- **Extracted text**:
┌────────
Figure 2: Transactions for leading dealmaking companies in 2016, by stage of development. Proportion of key transactions (mergers and acquisitions, options to acquire, licensing deals/joint ventures and research-only deals) with an identifiable stage for the 23 pharmaceutical companies among the top 50 companies (as ranked by 2015 sales) that announced five or more buy-side transactions in 2016.

Half of the companies (12 out of 23) also announced at least one deal for approved assets. Again, many of these were for the testing of oncology combinations, in this case with drugs already on the market. The remaining transactions for approved assets represent the more conservative but useful approach of adding marketed drugs to the company portfolio, often within limited territories.

All but one company on the list (AbbVie) also invested in nonpharmaceutical assets—most notably J&J, Lilly, Bayer and Biogen, which each invested over 50% of their deal efforts by volume in nondrug assets. The nonpharma deal space for these companies comprises mainly technology platforms, but also can include medical devices, diagnostics, animal health products and more, reflecting the breadth of the companies’ interests.

Therapeutic focus

A breakdown of top buy-sider deals by therapy area illustrates the well-known importance of oncology to the industry (Fig. 3). All but one of the 23 companies (Biogen) made at least one deal in oncology, with 11 companies announcing five or more transactions. The aggregate deal volume for these 23 companies was fivefold greater in oncology than for the next-largest therapeutic areas of neurology, inflammation or infection. The promise of immuno-oncology and the substantial unmet medical need in cancer continue to drive the prominence of this therapeutic area.
└────────
- **Task statement**: Output the passage on pharmaceutical dealmaking word for word, starting at the words "Figure 2: Transactions" and ending after the words "within limited territories.".

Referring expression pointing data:
┌────────
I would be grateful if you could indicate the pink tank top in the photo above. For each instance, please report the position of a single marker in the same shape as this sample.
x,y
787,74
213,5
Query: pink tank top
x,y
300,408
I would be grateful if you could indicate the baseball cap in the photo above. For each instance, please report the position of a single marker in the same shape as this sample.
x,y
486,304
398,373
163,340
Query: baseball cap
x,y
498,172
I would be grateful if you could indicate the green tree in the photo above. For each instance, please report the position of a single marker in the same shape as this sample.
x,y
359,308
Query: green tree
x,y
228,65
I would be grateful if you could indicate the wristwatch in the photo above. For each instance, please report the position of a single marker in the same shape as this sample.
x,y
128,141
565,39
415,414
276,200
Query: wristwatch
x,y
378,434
└────────
- **Exercise output**:
Figure 2: Transactions for leading dealmaking companies in 2016, by stage of development. Proportion of key transactions (mergers and acquisitions, options to acquire, licensing deals/joint ventures and research-only deals) with an identifiable stage for the 23 pharmaceutical companies among the top 50 companies (as ranked by 2015 sales) that announced five or more buy-side transactions in 2016.

Half of the companies (12 out of 23) also announced at least one deal for approved assets. Again, many of these were for the testing of oncology combinations, in this case with drugs already on the market. The remaining transactions for approved assets represent the more conservative but useful approach of adding marketed drugs to the company portfolio, often within limited territories.